Task directions. Look through the entries below and count every line in which "right" appears; reply with the number only.

Record excerpts Start Marker

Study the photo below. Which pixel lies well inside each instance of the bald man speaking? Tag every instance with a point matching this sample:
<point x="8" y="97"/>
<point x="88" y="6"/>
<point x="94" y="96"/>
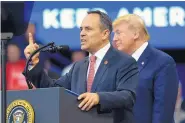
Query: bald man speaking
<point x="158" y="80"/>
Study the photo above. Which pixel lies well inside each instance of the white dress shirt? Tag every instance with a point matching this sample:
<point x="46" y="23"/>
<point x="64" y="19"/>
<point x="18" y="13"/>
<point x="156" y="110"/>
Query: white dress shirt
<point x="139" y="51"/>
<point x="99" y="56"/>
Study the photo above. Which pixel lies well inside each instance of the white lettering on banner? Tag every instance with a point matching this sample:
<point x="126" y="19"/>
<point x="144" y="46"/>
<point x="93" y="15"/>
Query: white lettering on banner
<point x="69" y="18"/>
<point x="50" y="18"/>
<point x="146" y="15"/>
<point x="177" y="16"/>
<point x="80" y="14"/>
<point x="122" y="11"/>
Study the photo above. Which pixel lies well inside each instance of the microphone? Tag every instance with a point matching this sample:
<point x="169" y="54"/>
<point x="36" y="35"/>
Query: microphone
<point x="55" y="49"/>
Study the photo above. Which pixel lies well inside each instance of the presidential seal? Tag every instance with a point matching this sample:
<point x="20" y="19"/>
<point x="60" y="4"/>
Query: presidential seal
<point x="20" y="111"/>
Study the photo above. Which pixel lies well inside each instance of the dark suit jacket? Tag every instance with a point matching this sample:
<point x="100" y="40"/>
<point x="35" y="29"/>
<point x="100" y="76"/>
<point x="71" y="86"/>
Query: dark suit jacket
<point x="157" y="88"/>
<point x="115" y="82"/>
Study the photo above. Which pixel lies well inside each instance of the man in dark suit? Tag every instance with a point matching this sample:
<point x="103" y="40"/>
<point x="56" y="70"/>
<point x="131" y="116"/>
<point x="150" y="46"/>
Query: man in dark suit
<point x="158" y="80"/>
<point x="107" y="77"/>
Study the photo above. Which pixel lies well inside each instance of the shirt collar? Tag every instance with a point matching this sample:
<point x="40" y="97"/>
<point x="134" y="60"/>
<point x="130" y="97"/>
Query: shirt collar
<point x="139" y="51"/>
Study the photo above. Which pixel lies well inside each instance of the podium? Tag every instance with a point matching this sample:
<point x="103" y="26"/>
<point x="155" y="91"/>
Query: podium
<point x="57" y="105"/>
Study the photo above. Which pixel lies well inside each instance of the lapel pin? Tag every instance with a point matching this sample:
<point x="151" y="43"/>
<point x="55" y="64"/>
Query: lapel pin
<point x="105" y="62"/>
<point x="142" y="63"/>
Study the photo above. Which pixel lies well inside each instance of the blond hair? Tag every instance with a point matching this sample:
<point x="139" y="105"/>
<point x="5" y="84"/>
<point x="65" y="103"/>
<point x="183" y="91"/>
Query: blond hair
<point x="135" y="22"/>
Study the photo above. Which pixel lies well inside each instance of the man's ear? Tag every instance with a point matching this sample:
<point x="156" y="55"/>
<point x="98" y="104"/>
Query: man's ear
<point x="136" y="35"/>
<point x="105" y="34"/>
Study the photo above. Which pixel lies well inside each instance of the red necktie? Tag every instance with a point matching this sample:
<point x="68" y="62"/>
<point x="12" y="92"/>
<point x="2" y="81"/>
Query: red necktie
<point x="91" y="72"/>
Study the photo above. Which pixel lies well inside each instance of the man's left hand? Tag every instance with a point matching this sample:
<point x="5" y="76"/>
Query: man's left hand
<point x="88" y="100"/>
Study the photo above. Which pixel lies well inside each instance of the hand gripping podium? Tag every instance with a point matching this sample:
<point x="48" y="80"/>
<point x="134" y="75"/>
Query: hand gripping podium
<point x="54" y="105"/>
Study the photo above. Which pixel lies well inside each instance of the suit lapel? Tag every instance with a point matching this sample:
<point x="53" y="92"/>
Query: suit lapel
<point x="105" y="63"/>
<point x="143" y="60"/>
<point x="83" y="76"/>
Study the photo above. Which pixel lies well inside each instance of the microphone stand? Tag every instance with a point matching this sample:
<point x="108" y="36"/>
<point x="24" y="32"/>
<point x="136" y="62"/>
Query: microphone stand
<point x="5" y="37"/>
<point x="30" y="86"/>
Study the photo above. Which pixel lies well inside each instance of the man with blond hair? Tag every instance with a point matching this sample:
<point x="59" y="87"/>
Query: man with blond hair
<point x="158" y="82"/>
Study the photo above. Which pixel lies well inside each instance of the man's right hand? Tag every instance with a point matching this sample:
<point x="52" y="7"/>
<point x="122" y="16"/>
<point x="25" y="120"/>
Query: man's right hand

Record excerpts End Marker

Exercise output. 2